* **Task statement**:
Pick out each line in the rows below that contains the word "prompts", and copy those lines in full.

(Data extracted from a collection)
———
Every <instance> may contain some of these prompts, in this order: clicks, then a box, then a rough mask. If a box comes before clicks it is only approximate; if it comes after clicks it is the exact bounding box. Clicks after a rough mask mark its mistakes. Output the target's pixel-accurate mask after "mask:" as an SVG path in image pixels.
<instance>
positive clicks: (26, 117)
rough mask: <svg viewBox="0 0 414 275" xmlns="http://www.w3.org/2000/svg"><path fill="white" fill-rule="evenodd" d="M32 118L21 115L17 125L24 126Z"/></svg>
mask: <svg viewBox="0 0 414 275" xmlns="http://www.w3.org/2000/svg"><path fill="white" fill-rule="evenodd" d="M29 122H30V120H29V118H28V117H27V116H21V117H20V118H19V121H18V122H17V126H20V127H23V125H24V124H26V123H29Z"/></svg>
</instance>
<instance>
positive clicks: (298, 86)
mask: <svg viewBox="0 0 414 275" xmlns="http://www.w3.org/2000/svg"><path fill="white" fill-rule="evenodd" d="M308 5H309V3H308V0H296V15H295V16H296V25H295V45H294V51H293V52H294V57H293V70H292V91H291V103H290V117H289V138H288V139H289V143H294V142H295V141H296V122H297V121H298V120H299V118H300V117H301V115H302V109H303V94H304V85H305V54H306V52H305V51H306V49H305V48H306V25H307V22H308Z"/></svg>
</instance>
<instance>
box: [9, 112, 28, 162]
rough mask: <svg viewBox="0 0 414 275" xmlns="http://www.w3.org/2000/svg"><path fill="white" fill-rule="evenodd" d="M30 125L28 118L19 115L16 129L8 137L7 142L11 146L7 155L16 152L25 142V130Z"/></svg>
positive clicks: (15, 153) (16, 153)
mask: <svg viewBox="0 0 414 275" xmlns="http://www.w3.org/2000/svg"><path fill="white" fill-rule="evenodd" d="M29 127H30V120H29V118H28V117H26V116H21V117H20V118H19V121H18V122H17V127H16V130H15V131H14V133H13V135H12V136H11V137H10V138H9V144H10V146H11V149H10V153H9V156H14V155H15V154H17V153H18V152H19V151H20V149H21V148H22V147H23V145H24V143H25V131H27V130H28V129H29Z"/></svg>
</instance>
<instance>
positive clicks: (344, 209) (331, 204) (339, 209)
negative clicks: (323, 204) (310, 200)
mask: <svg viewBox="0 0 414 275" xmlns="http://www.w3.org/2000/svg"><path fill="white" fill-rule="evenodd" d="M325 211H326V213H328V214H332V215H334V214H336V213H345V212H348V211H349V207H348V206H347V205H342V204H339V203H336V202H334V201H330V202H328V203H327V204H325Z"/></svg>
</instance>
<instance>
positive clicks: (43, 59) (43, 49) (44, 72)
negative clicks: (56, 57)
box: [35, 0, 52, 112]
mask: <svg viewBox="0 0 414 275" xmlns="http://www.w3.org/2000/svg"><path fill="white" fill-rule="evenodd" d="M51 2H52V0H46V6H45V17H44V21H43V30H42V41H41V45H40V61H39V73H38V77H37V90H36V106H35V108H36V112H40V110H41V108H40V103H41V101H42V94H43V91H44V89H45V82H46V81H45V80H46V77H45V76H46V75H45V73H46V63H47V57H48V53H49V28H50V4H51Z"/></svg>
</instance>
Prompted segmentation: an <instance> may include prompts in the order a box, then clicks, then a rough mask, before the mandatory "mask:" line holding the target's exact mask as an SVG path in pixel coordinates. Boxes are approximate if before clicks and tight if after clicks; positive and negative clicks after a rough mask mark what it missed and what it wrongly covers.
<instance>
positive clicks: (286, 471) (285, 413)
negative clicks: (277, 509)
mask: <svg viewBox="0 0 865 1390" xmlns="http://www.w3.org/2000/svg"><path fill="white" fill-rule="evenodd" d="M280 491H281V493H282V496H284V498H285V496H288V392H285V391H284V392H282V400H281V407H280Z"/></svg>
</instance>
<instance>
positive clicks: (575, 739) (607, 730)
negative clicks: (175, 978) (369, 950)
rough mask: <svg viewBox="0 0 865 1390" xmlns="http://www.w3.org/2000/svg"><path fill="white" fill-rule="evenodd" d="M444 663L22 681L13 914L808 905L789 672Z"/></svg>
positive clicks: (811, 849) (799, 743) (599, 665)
———
* **Solution**:
Every <instance> may contain some of these prompts, in this order: clicks, then a box, then a rough mask. If a box comes before clicks it is only approximate; if it comes after clicks it is the exact bounding box. Clicks after a rough mask mark its mistakes. Output the target's pixel-accurate mask after "mask:" as an SVG path in image pixels.
Prompted segmentation: an <instance> may include prompts in the order a box, then clicks, then a rough mask, before the mandatory "mask:" line holding the target's exact mask as an SVG path in pixel coordinates. Boxes are approximate if before clicks and tight if after clicks; positive and negative clicks after a rough mask mark what it missed and what it wrongly covers.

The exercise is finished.